## WHAT THE TASK REQUIRES
Reproduce all of the lines below word for word, without changing a single character.

## RECORDS FOR THE TASK
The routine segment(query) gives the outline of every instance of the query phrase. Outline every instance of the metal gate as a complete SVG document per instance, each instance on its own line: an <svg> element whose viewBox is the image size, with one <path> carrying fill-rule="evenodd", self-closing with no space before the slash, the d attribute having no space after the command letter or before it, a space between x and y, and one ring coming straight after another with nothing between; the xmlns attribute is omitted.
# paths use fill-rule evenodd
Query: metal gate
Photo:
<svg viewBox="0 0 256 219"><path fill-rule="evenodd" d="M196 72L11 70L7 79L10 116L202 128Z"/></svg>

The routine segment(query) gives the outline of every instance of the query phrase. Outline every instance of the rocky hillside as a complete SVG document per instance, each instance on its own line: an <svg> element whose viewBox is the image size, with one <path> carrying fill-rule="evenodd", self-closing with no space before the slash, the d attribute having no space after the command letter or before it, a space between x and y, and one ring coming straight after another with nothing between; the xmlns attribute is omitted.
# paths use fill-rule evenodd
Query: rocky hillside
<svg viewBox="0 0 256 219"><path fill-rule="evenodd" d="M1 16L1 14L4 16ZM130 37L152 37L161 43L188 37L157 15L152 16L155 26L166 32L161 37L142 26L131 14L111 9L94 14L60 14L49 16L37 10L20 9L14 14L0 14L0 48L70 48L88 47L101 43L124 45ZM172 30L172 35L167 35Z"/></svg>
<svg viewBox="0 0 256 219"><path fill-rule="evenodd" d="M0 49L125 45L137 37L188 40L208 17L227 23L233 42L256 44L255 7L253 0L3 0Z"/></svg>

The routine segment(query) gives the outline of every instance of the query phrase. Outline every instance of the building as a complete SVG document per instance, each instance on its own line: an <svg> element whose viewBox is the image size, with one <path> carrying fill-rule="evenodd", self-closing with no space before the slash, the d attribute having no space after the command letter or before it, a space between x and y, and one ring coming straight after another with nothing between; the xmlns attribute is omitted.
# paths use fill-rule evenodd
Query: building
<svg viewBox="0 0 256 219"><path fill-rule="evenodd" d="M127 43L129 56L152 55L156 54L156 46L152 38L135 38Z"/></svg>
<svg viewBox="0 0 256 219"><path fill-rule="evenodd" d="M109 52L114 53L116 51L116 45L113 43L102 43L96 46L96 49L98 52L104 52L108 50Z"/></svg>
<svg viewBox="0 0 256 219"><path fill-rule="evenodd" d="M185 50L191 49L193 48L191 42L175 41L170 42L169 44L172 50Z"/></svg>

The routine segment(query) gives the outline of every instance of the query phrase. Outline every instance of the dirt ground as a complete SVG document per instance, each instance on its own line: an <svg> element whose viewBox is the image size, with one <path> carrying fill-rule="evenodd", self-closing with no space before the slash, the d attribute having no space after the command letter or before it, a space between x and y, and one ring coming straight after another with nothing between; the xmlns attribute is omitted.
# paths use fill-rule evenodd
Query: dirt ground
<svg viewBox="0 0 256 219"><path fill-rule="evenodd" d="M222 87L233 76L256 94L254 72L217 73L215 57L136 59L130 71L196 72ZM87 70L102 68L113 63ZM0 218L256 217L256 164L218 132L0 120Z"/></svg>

## ANSWER TO THIS TASK
The routine segment(query) gives the outline of every instance of the query phrase. Outline every instance of the metal gate as a complete SVG document per instance, each instance on its own line: an <svg> element whose viewBox is the image size, with one <path> carrying fill-rule="evenodd", self-closing with no space before the slash, the d attribute having no space after the command letter or before it, a space between x and y, and one ring coming straight after another with nothing between; the xmlns attribute is omitted.
# paths use fill-rule evenodd
Query: metal gate
Photo:
<svg viewBox="0 0 256 219"><path fill-rule="evenodd" d="M196 72L11 70L7 79L10 116L202 128Z"/></svg>

The routine segment(query) gives the outline of every instance of the query phrase. Outline every instance of the rocky hillside as a complete SVG document per instance, each instance on its own line: an <svg> element whose viewBox is the image size, with one <path> carrying fill-rule="evenodd", self-closing with no space before the slash, the d attribute having no space after the command letter or before it, a space between x and y, and one ring coming straight after another with nothing between; the xmlns attribute is omitted.
# paths use fill-rule evenodd
Query: rocky hillside
<svg viewBox="0 0 256 219"><path fill-rule="evenodd" d="M1 16L1 14L4 16ZM130 37L152 37L161 43L188 37L157 15L152 16L155 26L166 32L161 37L142 26L131 14L111 9L94 14L60 14L49 16L37 10L20 9L14 14L0 14L0 48L70 48L88 47L101 43L124 45ZM172 30L172 35L167 35Z"/></svg>
<svg viewBox="0 0 256 219"><path fill-rule="evenodd" d="M0 49L125 45L137 37L188 40L208 17L227 23L233 42L256 44L255 7L253 0L3 0Z"/></svg>

The routine segment(query) gives the outline of every instance of the query phrase. Outline every instance of the building as a complete SVG document per instance, each instance on its own line: an <svg> element whose viewBox is the image size, with one <path> carrying fill-rule="evenodd", self-closing with no space before the slash, the d attribute having no space after the command letter or before it, a space between x and y, and one ring coming straight after another with nothing between; the xmlns attribute is omitted.
# paths use fill-rule evenodd
Query: building
<svg viewBox="0 0 256 219"><path fill-rule="evenodd" d="M127 43L129 56L152 55L156 54L156 46L152 38L135 38Z"/></svg>
<svg viewBox="0 0 256 219"><path fill-rule="evenodd" d="M109 52L114 53L116 51L116 45L113 43L102 43L96 46L96 49L98 52L104 52L108 50Z"/></svg>
<svg viewBox="0 0 256 219"><path fill-rule="evenodd" d="M185 50L191 49L193 48L191 42L175 41L170 42L169 44L172 50Z"/></svg>

The routine segment(query) gives the outline of every instance of the query phrase. Outline every instance of the dirt ground as a complete SVG document per instance, each instance on its own line: an <svg> element whose viewBox is the image size, with one <path> carrying fill-rule="evenodd", self-closing with no space before the slash, the d attribute having no space after the command letter or before it, a space between x and y, and one ring coming straight after another with nothing between; the xmlns attribute is omitted.
# paths use fill-rule evenodd
Query: dirt ground
<svg viewBox="0 0 256 219"><path fill-rule="evenodd" d="M222 87L233 76L256 94L254 72L217 73L215 57L136 59L130 71L196 72ZM87 70L102 68L113 63ZM0 218L256 217L256 164L218 132L0 120Z"/></svg>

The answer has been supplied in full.